Saved data entries:
━━━━━━━━

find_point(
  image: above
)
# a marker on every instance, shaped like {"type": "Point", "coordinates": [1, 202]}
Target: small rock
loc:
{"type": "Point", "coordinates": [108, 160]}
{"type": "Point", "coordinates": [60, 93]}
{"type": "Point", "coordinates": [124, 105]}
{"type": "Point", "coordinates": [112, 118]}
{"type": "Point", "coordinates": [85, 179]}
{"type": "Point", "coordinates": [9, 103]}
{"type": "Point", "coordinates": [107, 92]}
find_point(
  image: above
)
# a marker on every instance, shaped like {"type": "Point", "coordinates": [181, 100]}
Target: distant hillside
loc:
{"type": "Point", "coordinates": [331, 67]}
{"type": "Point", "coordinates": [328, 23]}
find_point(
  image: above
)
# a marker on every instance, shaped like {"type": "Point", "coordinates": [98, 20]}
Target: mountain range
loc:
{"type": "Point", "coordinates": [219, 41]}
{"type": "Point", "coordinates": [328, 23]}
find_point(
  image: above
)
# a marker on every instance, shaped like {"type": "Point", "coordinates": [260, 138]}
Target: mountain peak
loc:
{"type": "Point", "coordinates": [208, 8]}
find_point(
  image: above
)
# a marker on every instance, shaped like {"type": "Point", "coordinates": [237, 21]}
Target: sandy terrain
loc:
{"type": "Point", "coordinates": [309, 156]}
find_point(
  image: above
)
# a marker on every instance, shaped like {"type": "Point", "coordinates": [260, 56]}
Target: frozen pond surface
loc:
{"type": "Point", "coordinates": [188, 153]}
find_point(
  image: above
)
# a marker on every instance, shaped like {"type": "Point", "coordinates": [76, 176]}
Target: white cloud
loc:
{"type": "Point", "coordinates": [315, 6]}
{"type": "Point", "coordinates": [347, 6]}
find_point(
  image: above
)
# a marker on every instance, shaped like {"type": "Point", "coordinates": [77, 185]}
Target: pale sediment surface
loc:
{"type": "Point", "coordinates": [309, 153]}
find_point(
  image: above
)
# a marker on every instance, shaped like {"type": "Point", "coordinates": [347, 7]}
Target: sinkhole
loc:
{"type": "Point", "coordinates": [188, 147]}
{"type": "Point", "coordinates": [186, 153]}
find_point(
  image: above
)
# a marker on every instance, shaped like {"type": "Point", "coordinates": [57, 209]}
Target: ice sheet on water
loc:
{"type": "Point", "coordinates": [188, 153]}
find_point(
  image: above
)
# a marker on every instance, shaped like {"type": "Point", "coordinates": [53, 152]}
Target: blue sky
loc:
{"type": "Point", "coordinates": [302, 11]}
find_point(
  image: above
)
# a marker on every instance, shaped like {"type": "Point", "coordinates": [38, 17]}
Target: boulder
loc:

━━━━━━━━

PROBLEM DETAILS
Give back each line above precisely as it stands.

ANSWER BELOW
find_point(
  image: above
)
# a marker on every instance, shaped like {"type": "Point", "coordinates": [1, 202]}
Target: small rock
loc:
{"type": "Point", "coordinates": [108, 160]}
{"type": "Point", "coordinates": [60, 93]}
{"type": "Point", "coordinates": [124, 105]}
{"type": "Point", "coordinates": [112, 118]}
{"type": "Point", "coordinates": [85, 179]}
{"type": "Point", "coordinates": [9, 103]}
{"type": "Point", "coordinates": [107, 92]}
find_point(
  image: above
)
# a marker on every instance, shaped like {"type": "Point", "coordinates": [181, 100]}
Target: distant hillside
loc:
{"type": "Point", "coordinates": [331, 67]}
{"type": "Point", "coordinates": [328, 23]}
find_point(
  image: above
)
# a marker on every instance, shaped like {"type": "Point", "coordinates": [98, 20]}
Target: mountain range
loc:
{"type": "Point", "coordinates": [219, 41]}
{"type": "Point", "coordinates": [328, 23]}
find_point(
  image: above
)
# a marker on every instance, shaped like {"type": "Point", "coordinates": [260, 138]}
Target: mountain peak
loc:
{"type": "Point", "coordinates": [208, 8]}
find_point(
  image: above
)
# a marker on every instance, shaped like {"type": "Point", "coordinates": [237, 21]}
Target: sandy terrain
loc:
{"type": "Point", "coordinates": [309, 156]}
find_point(
  image: above
)
# a marker on every instance, shaped like {"type": "Point", "coordinates": [260, 56]}
Target: frozen pond surface
loc:
{"type": "Point", "coordinates": [188, 153]}
find_point(
  image: above
)
# a marker on every instance, shaped like {"type": "Point", "coordinates": [76, 176]}
Target: white cloud
loc:
{"type": "Point", "coordinates": [315, 6]}
{"type": "Point", "coordinates": [347, 6]}
find_point(
  image: above
)
# a marker on every instance, shaped like {"type": "Point", "coordinates": [77, 185]}
Target: pale sediment surface
loc:
{"type": "Point", "coordinates": [309, 153]}
find_point(
  image: above
)
# a marker on every instance, shaped like {"type": "Point", "coordinates": [347, 7]}
Target: sinkhole
loc:
{"type": "Point", "coordinates": [188, 147]}
{"type": "Point", "coordinates": [186, 153]}
find_point(
  image: above
)
# a marker on every instance, shaped like {"type": "Point", "coordinates": [57, 209]}
Target: ice sheet on water
loc:
{"type": "Point", "coordinates": [188, 153]}
find_point(
  image: above
)
# a marker on every instance, shaped like {"type": "Point", "coordinates": [53, 152]}
Target: blue sky
loc:
{"type": "Point", "coordinates": [302, 11]}
find_point(
  image: above
)
# a marker on every instance, shaped like {"type": "Point", "coordinates": [38, 17]}
Target: boulder
loc:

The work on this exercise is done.